## Start Task input

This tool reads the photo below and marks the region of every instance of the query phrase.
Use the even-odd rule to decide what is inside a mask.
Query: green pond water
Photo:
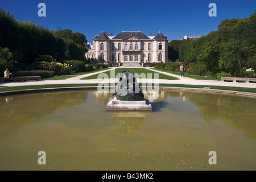
[[[152,112],[106,112],[113,97],[0,97],[0,170],[256,170],[255,98],[159,90]]]

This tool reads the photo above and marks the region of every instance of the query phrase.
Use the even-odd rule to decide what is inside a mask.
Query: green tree
[[[3,73],[6,68],[11,69],[13,68],[13,55],[7,48],[0,47],[0,72]],[[2,73],[1,73],[2,74]]]

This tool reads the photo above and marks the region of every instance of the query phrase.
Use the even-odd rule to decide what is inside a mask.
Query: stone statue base
[[[108,103],[106,110],[152,111],[152,106],[151,104],[147,104],[146,100],[125,101],[118,100],[115,97]]]

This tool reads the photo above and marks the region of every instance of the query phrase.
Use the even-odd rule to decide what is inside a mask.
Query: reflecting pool
[[[0,97],[0,170],[256,170],[255,98],[159,90],[152,112],[106,112],[113,97]]]

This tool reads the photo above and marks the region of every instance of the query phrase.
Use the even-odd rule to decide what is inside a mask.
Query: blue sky
[[[46,5],[46,17],[38,15],[39,3]],[[208,15],[210,3],[217,5],[216,17]],[[172,40],[185,35],[207,35],[217,30],[223,19],[249,17],[256,10],[256,1],[1,0],[0,8],[19,22],[80,32],[88,42],[102,31],[113,35],[141,31],[147,36],[160,31]]]

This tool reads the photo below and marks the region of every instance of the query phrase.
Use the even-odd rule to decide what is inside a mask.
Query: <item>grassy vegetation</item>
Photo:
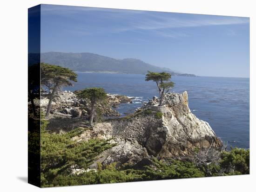
[[[162,115],[163,115],[163,114],[162,112],[157,112],[155,114],[155,118],[156,118],[156,119],[162,119]]]
[[[107,141],[91,139],[76,142],[71,140],[83,129],[64,134],[49,133],[47,122],[43,121],[41,131],[41,185],[42,187],[109,183],[211,176],[248,174],[249,151],[232,149],[222,153],[216,163],[196,166],[191,162],[170,160],[163,162],[153,159],[153,165],[142,170],[116,166],[115,163],[79,174],[72,174],[72,166],[86,170],[96,157],[113,145]]]

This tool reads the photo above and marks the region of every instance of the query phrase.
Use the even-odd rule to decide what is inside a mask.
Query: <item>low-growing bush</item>
[[[155,114],[155,117],[158,119],[162,119],[162,115],[163,115],[162,113],[161,112],[157,112]]]

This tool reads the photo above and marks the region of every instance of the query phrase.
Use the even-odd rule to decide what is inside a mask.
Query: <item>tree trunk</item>
[[[164,90],[161,90],[160,91],[160,98],[159,98],[159,106],[162,106],[162,96],[164,93]]]
[[[32,110],[33,111],[33,115],[34,118],[36,118],[36,112],[35,111],[35,106],[34,103],[34,97],[33,96],[33,94],[31,91],[29,91],[29,94],[28,94],[28,96],[30,101],[31,101],[31,105],[32,105]]]
[[[92,104],[92,106],[91,108],[91,115],[90,116],[90,120],[89,122],[90,126],[93,125],[93,124],[94,111],[95,109],[94,107],[94,104]]]
[[[52,101],[53,101],[53,99],[54,97],[54,95],[55,94],[55,92],[56,91],[56,90],[57,89],[57,86],[58,86],[58,83],[56,83],[55,86],[54,87],[54,89],[53,90],[53,91],[52,91],[52,94],[51,94],[51,96],[50,97],[50,99],[49,100],[49,102],[48,103],[48,106],[47,107],[47,110],[46,111],[46,114],[45,115],[45,118],[48,119],[49,117],[49,114],[50,113],[50,109],[51,109],[51,106],[52,105]]]
[[[162,104],[162,101],[161,100],[161,90],[159,89],[159,106],[161,106]]]

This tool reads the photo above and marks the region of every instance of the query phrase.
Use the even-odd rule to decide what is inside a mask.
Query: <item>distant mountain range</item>
[[[33,64],[38,54],[28,54],[29,63]],[[170,72],[173,76],[192,76],[195,75],[179,73],[166,68],[147,64],[135,58],[116,59],[91,53],[47,52],[41,53],[41,62],[68,68],[75,71],[94,71],[118,73],[147,73],[154,72]]]

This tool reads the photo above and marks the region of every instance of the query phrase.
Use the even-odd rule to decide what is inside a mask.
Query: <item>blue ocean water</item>
[[[133,103],[120,105],[122,115],[133,112],[158,96],[156,85],[145,81],[145,75],[77,72],[78,82],[64,88],[74,91],[99,87],[106,92],[136,97]],[[217,136],[229,146],[249,148],[249,79],[243,78],[174,76],[172,91],[187,90],[189,105],[198,118],[208,122]]]

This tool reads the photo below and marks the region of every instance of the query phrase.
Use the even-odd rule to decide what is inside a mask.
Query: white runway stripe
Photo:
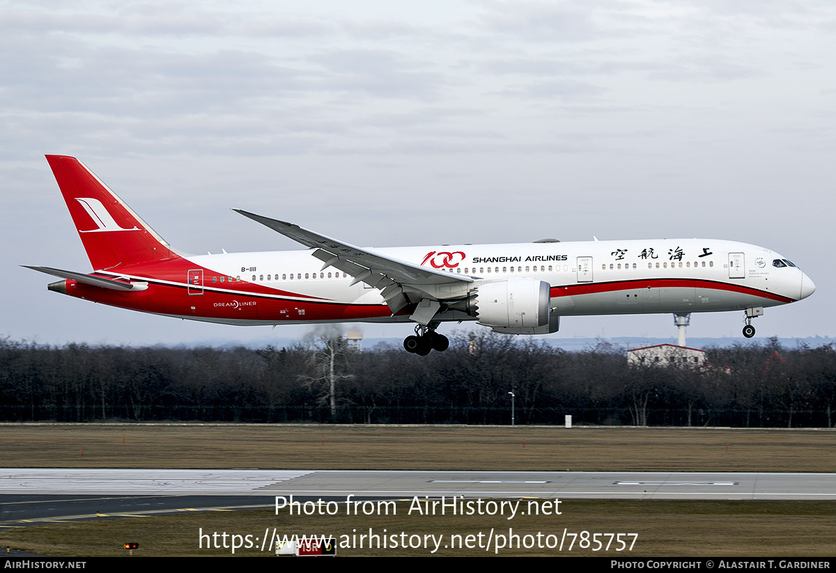
[[[0,491],[255,491],[310,473],[257,469],[0,469]]]

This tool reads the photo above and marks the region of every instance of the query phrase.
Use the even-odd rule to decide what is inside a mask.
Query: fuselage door
[[[592,257],[578,257],[578,282],[592,282]]]
[[[189,271],[189,294],[203,294],[203,269],[193,269]]]
[[[729,253],[729,278],[746,278],[743,253]]]

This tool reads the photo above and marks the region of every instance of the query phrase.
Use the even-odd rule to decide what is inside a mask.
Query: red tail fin
[[[46,157],[94,270],[178,258],[83,163],[66,155]]]

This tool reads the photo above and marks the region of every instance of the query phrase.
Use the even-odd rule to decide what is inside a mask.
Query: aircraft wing
[[[233,209],[245,217],[312,249],[314,256],[324,262],[323,268],[334,266],[354,277],[352,284],[364,282],[383,292],[393,312],[409,302],[426,297],[436,299],[440,292],[466,293],[470,276],[436,271],[415,263],[400,261],[349,243],[319,235],[298,225]],[[413,293],[413,296],[410,296]],[[409,300],[404,300],[405,297]]]

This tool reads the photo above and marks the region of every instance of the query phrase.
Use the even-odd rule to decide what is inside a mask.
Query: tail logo
[[[90,229],[89,231],[81,231],[79,229],[79,233],[98,233],[104,231],[140,231],[135,226],[132,229],[125,229],[119,226],[119,223],[114,221],[107,207],[102,205],[102,202],[98,199],[76,197],[75,200],[81,204],[81,206],[84,208],[87,214],[90,216],[90,219],[99,227],[98,229]]]

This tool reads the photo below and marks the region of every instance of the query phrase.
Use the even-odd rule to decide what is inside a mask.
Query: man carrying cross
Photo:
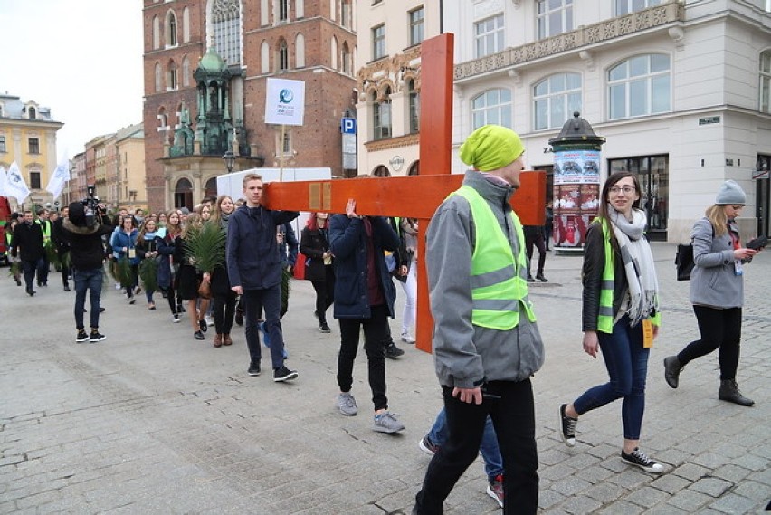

## End Task input

**Exercise requirements**
Return each line of the records above that contains the string "item".

**Solution**
Query: <item>grassy vegetation</item>
Query: <item>low-growing bush</item>
Query: <item>tree trunk</item>
Query: <item>distant mountain range</item>
Query: <item>blue ocean water</item>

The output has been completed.